__Input material__.
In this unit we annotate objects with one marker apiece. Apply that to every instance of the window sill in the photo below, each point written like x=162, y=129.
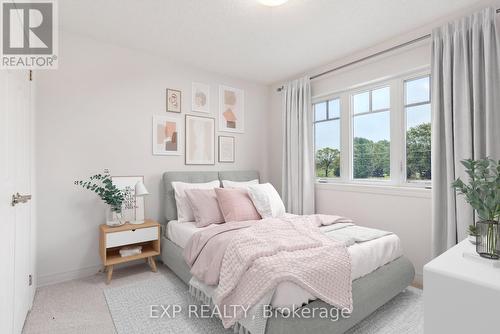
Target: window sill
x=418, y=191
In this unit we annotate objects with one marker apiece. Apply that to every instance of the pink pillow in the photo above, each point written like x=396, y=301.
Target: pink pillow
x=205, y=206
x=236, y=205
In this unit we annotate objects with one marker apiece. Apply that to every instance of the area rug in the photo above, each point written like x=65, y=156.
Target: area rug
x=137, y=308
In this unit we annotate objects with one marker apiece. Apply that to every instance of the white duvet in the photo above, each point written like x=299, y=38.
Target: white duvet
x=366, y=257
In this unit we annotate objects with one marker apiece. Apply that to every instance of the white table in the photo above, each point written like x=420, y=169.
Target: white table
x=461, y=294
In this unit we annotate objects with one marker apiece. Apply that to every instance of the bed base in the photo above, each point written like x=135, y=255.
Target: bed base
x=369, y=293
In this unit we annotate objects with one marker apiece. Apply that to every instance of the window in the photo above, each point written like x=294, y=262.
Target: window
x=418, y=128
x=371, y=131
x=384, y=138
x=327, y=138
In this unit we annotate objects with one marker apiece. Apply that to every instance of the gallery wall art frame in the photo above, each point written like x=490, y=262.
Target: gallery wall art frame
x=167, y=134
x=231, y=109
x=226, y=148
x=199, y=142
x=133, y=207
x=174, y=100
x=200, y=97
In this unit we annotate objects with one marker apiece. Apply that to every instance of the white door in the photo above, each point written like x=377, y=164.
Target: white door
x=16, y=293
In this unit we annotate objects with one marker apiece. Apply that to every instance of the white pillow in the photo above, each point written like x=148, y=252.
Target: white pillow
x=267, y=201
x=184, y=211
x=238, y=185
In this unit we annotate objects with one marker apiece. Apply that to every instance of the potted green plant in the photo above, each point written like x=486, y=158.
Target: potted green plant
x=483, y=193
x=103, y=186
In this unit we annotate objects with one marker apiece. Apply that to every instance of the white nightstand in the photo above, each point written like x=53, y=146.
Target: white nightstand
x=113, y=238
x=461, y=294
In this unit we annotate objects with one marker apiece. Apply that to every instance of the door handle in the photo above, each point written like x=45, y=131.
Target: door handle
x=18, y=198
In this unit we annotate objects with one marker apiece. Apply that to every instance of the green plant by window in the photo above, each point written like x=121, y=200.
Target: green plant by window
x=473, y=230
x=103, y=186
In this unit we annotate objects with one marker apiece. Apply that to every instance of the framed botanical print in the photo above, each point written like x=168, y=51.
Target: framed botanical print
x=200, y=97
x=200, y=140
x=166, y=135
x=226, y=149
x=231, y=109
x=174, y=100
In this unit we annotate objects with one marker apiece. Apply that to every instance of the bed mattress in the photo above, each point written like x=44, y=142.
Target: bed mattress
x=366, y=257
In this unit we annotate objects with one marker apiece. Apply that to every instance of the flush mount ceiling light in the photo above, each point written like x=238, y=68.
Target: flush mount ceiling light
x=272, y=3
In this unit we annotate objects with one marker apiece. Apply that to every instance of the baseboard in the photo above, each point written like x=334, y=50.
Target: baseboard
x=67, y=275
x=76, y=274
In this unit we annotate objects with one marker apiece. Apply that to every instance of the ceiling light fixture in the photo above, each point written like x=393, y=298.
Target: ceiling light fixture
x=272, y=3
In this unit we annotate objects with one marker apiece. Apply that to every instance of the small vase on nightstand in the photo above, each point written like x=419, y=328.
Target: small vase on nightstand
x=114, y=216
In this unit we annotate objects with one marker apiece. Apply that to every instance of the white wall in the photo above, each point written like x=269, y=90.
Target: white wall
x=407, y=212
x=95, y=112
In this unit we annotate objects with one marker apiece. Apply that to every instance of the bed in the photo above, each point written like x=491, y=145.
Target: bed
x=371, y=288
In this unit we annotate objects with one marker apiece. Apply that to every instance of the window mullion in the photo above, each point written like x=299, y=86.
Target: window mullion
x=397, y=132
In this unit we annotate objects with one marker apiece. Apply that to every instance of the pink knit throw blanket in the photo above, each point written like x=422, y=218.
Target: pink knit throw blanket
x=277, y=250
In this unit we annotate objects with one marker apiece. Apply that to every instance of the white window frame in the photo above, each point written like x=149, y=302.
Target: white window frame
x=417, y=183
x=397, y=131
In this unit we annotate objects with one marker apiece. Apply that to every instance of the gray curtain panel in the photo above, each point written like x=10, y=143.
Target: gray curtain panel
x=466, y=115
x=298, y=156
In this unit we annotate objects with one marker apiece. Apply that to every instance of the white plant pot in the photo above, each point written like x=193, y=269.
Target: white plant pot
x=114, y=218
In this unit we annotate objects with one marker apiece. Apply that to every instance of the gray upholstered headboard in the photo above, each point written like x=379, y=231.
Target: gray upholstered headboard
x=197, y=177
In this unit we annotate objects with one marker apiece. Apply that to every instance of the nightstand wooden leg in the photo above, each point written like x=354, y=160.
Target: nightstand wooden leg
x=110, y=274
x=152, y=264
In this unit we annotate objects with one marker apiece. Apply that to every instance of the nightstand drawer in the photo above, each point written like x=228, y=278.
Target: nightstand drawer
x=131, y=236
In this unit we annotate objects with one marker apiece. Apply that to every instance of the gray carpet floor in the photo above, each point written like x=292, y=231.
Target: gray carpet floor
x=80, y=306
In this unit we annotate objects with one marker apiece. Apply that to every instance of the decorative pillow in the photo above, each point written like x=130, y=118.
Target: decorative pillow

__Written problem__. Copy the listing above word for word, leaving out the pictures.

__Reply__.
In this unit we annotate objects with one marker apiece. Apply that to every instance of the window sill in the photo below, each point written like x=162, y=129.
Target: window sill
x=418, y=191
In this unit we annotate objects with one marker apiece. Apply that to every instance of the pink pillow in the photo above, each point written like x=396, y=301.
Target: pink pillow
x=205, y=206
x=236, y=205
In this unit we annotate objects with one marker apiece. Apply that to every instance of the area rug in the photo above, each point written like x=65, y=156.
Target: area rug
x=137, y=308
In this unit we annotate objects with one marker apiece. Apply that to every instance of the white duvet in the photo above, each point written like x=299, y=38.
Target: white duvet
x=366, y=257
In this unit we annotate objects with one marker apiece. Apply that to every instance of the white table in the photo above, each point written like x=420, y=169.
Target: white table
x=461, y=294
In this unit we annotate objects with one marker apiece. Apply that to every instance of the bed base in the photo above, each point written like x=135, y=255.
Target: bed base
x=369, y=293
In this unit we annotate objects with one marker apiece. Apply that to every instance of the window in the photo above, each point written like x=294, y=262.
Target: window
x=418, y=128
x=371, y=131
x=384, y=138
x=327, y=138
In this unit we annotate objects with one marker apiece. Apply that to every instance of the gallery wall art frame in the photo above, each point written like x=490, y=262.
Target: gallery wall art frame
x=167, y=134
x=231, y=109
x=226, y=148
x=199, y=142
x=133, y=207
x=174, y=100
x=200, y=97
In this unit we annotate objects with one marker apiece. Apply that to every instance of the white door in the photo above, each point written like x=377, y=164.
Target: white door
x=16, y=293
In this unit we annotate objects with one marker apiece. Apply that to every instance of the white pillow in the photo above, each point written like x=148, y=252.
Target: white pillow
x=267, y=201
x=184, y=211
x=238, y=185
In this unit we annotate objects with one marker apiece. Apply that to every instance of the potted green plant in the photo above, each point written like x=486, y=158.
Target: potted green plant
x=483, y=193
x=103, y=186
In this unit we annotate objects with one marker apiece. Apply that to every instance of the white nightstand in the photo above, each point written like x=53, y=146.
Target: white nightstand
x=113, y=238
x=461, y=294
In this unit we annotate objects with one marker apiece. Apply that to every instance of the door handle in the photo above, each point written like x=45, y=131.
Target: door handle
x=18, y=198
In this unit we annotate objects with one marker apiece. Apply that to every instance of the green plant by window in the photo above, each point written like x=121, y=200.
Target: green plant by window
x=473, y=230
x=103, y=186
In this unit we annotate objects with one marker apiece. Apply that to every instance of the framed botanical print in the photo above, each point written like x=168, y=51.
Target: framed botanical print
x=200, y=97
x=200, y=140
x=166, y=135
x=226, y=149
x=231, y=109
x=174, y=100
In this unit we annotate objects with one marker apiece. Apply that to every instance of the bed mattress in the photo above, each point written like x=44, y=142.
Target: bed mattress
x=366, y=257
In this unit we annotate objects with one marker apiece. Apply that to every instance of the flush mount ceiling light in the photo above, each point written like x=238, y=68.
Target: flush mount ceiling light
x=272, y=3
In this unit we annotate objects with one marker apiece. Apply that to every instance of the baseboard in the photo above, each point written like x=334, y=50.
Target: baseboard
x=67, y=275
x=76, y=274
In this unit we annotate objects with one marker apiece. Apply that to every instance of the ceiling light fixture in the photo above, each point written like x=393, y=298.
Target: ceiling light fixture
x=272, y=3
In this unit we annotate objects with one marker apiece. Apply that to every instance of the small vase on nightstand in the photo above, each point written like x=419, y=328.
Target: small vase on nightstand
x=114, y=216
In this unit we annotate objects with one marker apiece. Apply that to every instance of the white wall in the photo above, each point written like x=269, y=90.
Target: white wall
x=407, y=212
x=95, y=112
In this unit we annotate objects with one marker apiece. Apply that to every instance of the bed in the photo above, each point written like x=491, y=145.
Target: bed
x=371, y=288
In this unit we annotate objects with one marker apiece. Apply that to every instance of the window mullion in the photo above, each point written like x=299, y=86.
Target: window mullion
x=397, y=132
In this unit we annotate objects with one marker apiece. Apply that to every instance of the pink knit throw blanket in the photo above, each point written like x=422, y=218.
Target: pink knit throw blanket
x=277, y=250
In this unit we annotate objects with one marker apiece. Apply that to every instance of the white window frame in the photo above, each point written like x=149, y=302.
Target: white window frame
x=417, y=183
x=397, y=131
In this unit we annotate objects with one marker apiece. Apply that to every instance of the gray curtain panel in the photo above, each point written like x=10, y=143.
Target: gray curtain panel
x=466, y=115
x=298, y=156
In this unit we annotate objects with one marker apiece. Apply that to every instance of the white plant pot in the photo above, each point written like x=193, y=269.
Target: white plant pot
x=114, y=218
In this unit we annotate objects with one marker apiece. Apply that to every instance of the gray upholstered headboard in the photo above, each point written like x=379, y=231.
Target: gray upholstered headboard
x=197, y=177
In this unit we annotate objects with one marker apiece. Apply that to every instance of the nightstand wooden leg in the photo above, each point written like x=354, y=160.
Target: nightstand wooden leg
x=110, y=274
x=152, y=264
In this unit we annotate objects with one marker apiece. Apply that to every instance of the nightstand drawer in the photo above, each point written like x=228, y=278.
Target: nightstand drawer
x=131, y=236
In this unit we annotate objects with one marker apiece. Apply that to every instance of the gray carpet floor in the photo above, each point written like x=292, y=231.
Target: gray carpet floor
x=80, y=306
In this unit we annotate objects with one marker apiece. Apply that to every instance of the decorative pillow in the photo above, each point written like x=130, y=118.
Target: decorative pillow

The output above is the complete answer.